> _TASK INPUT_
****************

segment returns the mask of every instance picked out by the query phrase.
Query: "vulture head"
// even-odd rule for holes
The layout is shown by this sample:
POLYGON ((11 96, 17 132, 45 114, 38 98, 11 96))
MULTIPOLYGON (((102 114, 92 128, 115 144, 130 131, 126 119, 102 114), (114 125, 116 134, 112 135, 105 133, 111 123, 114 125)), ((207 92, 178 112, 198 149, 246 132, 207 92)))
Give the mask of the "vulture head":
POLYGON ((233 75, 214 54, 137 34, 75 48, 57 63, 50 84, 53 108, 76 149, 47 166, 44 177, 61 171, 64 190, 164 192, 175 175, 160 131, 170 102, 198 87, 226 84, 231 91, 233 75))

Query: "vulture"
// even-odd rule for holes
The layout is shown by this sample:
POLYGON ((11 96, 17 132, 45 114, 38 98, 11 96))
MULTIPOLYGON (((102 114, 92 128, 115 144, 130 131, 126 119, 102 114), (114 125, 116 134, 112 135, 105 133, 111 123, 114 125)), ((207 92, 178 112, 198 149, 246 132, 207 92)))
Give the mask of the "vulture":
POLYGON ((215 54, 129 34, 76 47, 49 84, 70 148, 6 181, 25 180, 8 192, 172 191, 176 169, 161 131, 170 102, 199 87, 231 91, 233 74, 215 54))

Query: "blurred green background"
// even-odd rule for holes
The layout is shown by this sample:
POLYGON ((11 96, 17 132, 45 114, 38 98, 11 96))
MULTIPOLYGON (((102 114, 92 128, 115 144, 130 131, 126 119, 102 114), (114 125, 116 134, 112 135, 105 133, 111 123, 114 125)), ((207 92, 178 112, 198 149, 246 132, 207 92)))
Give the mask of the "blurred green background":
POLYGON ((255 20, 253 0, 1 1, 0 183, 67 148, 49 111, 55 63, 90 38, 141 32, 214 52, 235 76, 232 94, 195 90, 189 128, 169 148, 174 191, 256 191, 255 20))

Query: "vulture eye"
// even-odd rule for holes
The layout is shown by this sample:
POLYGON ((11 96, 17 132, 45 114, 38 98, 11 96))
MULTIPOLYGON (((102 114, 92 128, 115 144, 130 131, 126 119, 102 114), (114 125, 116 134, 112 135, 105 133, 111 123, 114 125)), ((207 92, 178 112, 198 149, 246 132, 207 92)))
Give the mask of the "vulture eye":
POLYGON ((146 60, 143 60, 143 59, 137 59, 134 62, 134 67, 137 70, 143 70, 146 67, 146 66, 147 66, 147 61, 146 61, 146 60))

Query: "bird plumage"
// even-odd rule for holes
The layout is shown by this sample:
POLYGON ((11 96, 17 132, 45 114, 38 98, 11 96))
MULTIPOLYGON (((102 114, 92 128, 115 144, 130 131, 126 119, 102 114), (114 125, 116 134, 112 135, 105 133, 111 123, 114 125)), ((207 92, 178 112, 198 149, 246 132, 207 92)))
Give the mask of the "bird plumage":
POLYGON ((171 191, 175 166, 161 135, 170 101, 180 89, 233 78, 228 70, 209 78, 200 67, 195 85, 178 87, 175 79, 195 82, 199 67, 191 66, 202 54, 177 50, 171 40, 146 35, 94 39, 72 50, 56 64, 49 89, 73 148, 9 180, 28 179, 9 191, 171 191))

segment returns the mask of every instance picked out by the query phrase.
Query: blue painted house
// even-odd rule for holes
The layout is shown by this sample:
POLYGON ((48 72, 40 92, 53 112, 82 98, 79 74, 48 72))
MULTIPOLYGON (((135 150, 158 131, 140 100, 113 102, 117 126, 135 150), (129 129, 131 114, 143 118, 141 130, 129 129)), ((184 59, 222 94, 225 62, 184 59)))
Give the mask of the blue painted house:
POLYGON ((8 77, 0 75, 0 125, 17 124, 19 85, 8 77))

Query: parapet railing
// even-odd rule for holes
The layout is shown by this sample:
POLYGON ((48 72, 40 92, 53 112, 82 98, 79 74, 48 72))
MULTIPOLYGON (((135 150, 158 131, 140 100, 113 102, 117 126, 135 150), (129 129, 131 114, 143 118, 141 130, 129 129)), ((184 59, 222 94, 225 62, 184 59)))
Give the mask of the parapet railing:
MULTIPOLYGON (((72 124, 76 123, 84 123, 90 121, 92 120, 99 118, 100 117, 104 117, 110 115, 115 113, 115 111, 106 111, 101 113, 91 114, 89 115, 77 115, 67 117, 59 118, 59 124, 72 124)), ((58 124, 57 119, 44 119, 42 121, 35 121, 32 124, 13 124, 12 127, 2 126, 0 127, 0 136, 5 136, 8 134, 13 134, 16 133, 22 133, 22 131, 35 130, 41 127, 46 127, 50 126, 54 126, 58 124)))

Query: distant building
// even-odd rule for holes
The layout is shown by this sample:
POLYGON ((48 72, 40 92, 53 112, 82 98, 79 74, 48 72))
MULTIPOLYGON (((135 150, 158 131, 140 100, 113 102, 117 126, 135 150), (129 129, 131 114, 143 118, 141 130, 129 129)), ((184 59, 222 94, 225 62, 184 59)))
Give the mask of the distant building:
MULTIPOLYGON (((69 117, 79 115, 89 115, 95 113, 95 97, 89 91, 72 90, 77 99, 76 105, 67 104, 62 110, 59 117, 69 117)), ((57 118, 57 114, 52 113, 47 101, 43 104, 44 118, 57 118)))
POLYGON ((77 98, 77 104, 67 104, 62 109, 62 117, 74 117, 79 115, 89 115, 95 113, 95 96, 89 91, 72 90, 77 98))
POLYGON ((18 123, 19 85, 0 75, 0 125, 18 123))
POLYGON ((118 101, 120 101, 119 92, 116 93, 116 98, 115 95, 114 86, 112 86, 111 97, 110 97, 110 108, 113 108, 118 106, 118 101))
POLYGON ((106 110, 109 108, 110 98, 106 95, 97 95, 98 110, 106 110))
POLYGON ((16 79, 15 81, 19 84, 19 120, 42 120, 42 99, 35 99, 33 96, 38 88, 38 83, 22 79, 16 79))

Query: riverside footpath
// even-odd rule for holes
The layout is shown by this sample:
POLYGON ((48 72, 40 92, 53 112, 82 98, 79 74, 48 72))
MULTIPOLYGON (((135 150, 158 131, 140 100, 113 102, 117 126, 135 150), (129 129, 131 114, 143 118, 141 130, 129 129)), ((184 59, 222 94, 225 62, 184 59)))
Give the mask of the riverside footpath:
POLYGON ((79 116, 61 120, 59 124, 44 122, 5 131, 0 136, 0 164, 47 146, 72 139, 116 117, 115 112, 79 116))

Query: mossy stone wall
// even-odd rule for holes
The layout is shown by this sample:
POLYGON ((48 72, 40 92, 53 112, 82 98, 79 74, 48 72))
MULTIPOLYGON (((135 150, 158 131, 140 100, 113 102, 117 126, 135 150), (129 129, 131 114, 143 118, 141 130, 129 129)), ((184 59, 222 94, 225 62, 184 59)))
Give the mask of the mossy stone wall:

****************

> _INSTRUCTION_
Send back every record, precisely as written.

> _RIGHT ANSWER_
segment returns the mask of every instance picked out by the query phrase.
Query: "vulture head"
// even-odd rule for holes
The layout is shown by this sample:
POLYGON ((11 96, 17 132, 45 114, 38 98, 11 96))
MULTIPOLYGON (((102 114, 92 128, 115 144, 130 131, 126 119, 102 114), (114 125, 116 134, 112 135, 105 133, 111 123, 114 125)), ((207 92, 178 112, 198 149, 246 132, 207 92)))
Give the mask of the "vulture head":
POLYGON ((233 75, 214 54, 137 34, 75 48, 57 63, 50 84, 53 108, 76 149, 47 166, 44 177, 61 171, 64 190, 164 192, 175 175, 160 131, 170 102, 198 87, 226 84, 231 91, 233 75))

Query: "vulture"
// even-odd rule for holes
The layout is shown by this sample:
POLYGON ((11 96, 17 132, 45 114, 38 98, 11 96))
MULTIPOLYGON (((102 114, 92 128, 115 144, 130 131, 126 119, 102 114), (114 125, 116 134, 112 135, 105 133, 111 123, 114 125)), ((207 92, 178 112, 198 149, 246 132, 207 92)))
Give the mask of the "vulture":
POLYGON ((215 54, 129 34, 76 47, 49 84, 70 148, 6 181, 25 180, 8 192, 172 191, 176 169, 161 131, 170 102, 199 87, 231 91, 233 74, 215 54))

Query: "blurred green background"
// even-odd rule for holes
The layout is shown by this sample:
POLYGON ((11 96, 17 132, 45 114, 38 98, 11 96))
MULTIPOLYGON (((102 114, 92 128, 115 144, 130 131, 126 119, 102 114), (114 125, 116 134, 112 135, 105 133, 111 123, 114 125)), ((207 92, 178 112, 198 149, 246 132, 207 92)))
Give the mask of the "blurred green background":
POLYGON ((255 20, 253 0, 1 1, 0 183, 67 148, 49 111, 55 63, 90 38, 141 32, 214 52, 235 76, 232 94, 195 90, 189 128, 169 148, 174 191, 256 191, 255 20))

Query: "vulture eye"
// even-odd rule for holes
The layout is shown by this sample:
POLYGON ((11 96, 17 132, 45 114, 38 98, 11 96))
MULTIPOLYGON (((102 114, 92 128, 115 144, 130 131, 126 119, 102 114), (114 125, 116 134, 112 135, 105 133, 111 123, 114 125)), ((207 92, 178 112, 198 149, 246 132, 207 92)))
Give the mask of the "vulture eye":
POLYGON ((146 60, 143 60, 143 59, 137 59, 134 62, 134 67, 137 70, 143 70, 146 67, 146 66, 147 66, 147 61, 146 61, 146 60))

Query: "bird plumage"
// even-odd rule for holes
The layout is shown by this sample:
POLYGON ((11 96, 17 132, 45 114, 38 98, 11 96))
MULTIPOLYGON (((102 114, 92 128, 115 144, 130 131, 126 119, 102 114), (114 125, 116 134, 112 135, 105 133, 111 123, 114 125)), ((207 92, 178 112, 198 149, 246 132, 207 92)))
Give the mask of the "bird plumage":
POLYGON ((171 191, 175 166, 161 135, 170 101, 180 89, 233 78, 228 70, 209 78, 200 67, 195 85, 178 87, 175 79, 195 82, 199 67, 191 66, 202 54, 177 50, 171 40, 146 35, 94 39, 72 50, 56 64, 49 89, 73 148, 9 180, 28 179, 9 191, 171 191))

segment returns the mask of every instance picked out by the query phrase.
Query: blue painted house
// even-odd rule for holes
The layout is shown by this sample:
POLYGON ((48 72, 40 92, 53 112, 82 98, 79 74, 48 72))
MULTIPOLYGON (((135 150, 158 131, 140 100, 113 102, 117 126, 135 150), (129 129, 131 114, 143 118, 141 130, 129 129)), ((184 59, 222 94, 225 62, 184 59)))
Give the mask of the blue painted house:
POLYGON ((8 77, 0 75, 0 125, 17 124, 19 85, 8 77))

Query: parapet railing
// even-odd rule for holes
The layout is shown by this sample:
POLYGON ((48 72, 40 92, 53 112, 82 98, 79 74, 48 72))
MULTIPOLYGON (((135 150, 158 131, 140 100, 113 102, 117 126, 135 150), (129 129, 131 114, 143 118, 141 130, 129 129)), ((184 59, 222 94, 225 62, 184 59)))
Give the mask of the parapet railing:
MULTIPOLYGON (((72 124, 76 123, 84 123, 90 121, 92 120, 99 118, 100 117, 104 117, 110 115, 115 113, 115 111, 106 111, 101 113, 91 114, 89 115, 77 115, 67 117, 59 118, 59 124, 72 124)), ((58 124, 57 119, 44 119, 42 121, 35 121, 32 124, 13 124, 12 127, 2 126, 0 127, 0 136, 5 136, 8 134, 13 134, 16 133, 22 133, 22 131, 35 130, 41 127, 46 127, 50 126, 54 126, 58 124)))

Query: distant building
// even-odd rule for holes
The layout is shown by this sample:
POLYGON ((48 72, 40 92, 53 112, 82 98, 79 74, 48 72))
MULTIPOLYGON (((135 150, 158 131, 140 100, 113 102, 117 126, 135 150), (129 129, 131 114, 143 118, 141 130, 129 129)), ((184 59, 222 94, 225 62, 184 59)))
Give the mask of the distant building:
MULTIPOLYGON (((69 117, 79 115, 89 115, 95 113, 95 97, 89 91, 72 90, 77 99, 76 105, 67 104, 62 110, 59 117, 69 117)), ((57 118, 57 114, 52 113, 47 101, 43 104, 44 118, 57 118)))
POLYGON ((77 98, 77 104, 67 104, 62 109, 62 117, 74 117, 79 115, 89 115, 95 113, 95 96, 89 91, 72 90, 77 98))
POLYGON ((18 123, 19 85, 0 75, 0 125, 18 123))
POLYGON ((118 101, 120 101, 119 92, 116 93, 116 98, 115 95, 114 86, 112 86, 111 97, 110 97, 110 108, 113 108, 118 106, 118 101))
POLYGON ((106 110, 109 108, 110 98, 106 95, 97 95, 98 110, 106 110))
POLYGON ((16 79, 15 81, 19 84, 19 120, 42 120, 42 99, 35 99, 33 96, 38 88, 38 83, 22 79, 16 79))

Query: riverside footpath
// even-odd rule for holes
The layout is shown by this sample:
POLYGON ((48 72, 40 92, 53 112, 82 98, 79 74, 48 72))
MULTIPOLYGON (((135 150, 158 131, 140 100, 113 102, 117 126, 135 150), (129 129, 131 114, 143 118, 141 130, 129 129)), ((184 59, 222 94, 225 62, 184 59)))
Give the mask of the riverside footpath:
POLYGON ((79 116, 61 120, 59 124, 44 122, 5 131, 0 136, 0 164, 47 146, 72 139, 116 117, 115 112, 79 116))

Query: mossy stone wall
// even-odd rule for holes
The layout is shown by this sample:
POLYGON ((48 72, 40 92, 53 112, 82 98, 79 74, 48 72))
MULTIPOLYGON (((135 150, 158 131, 140 100, 113 102, 117 126, 135 150), (129 129, 131 114, 143 118, 141 130, 129 129)), ((184 59, 222 94, 225 62, 184 59)))
Give the mask of the mossy stone wall:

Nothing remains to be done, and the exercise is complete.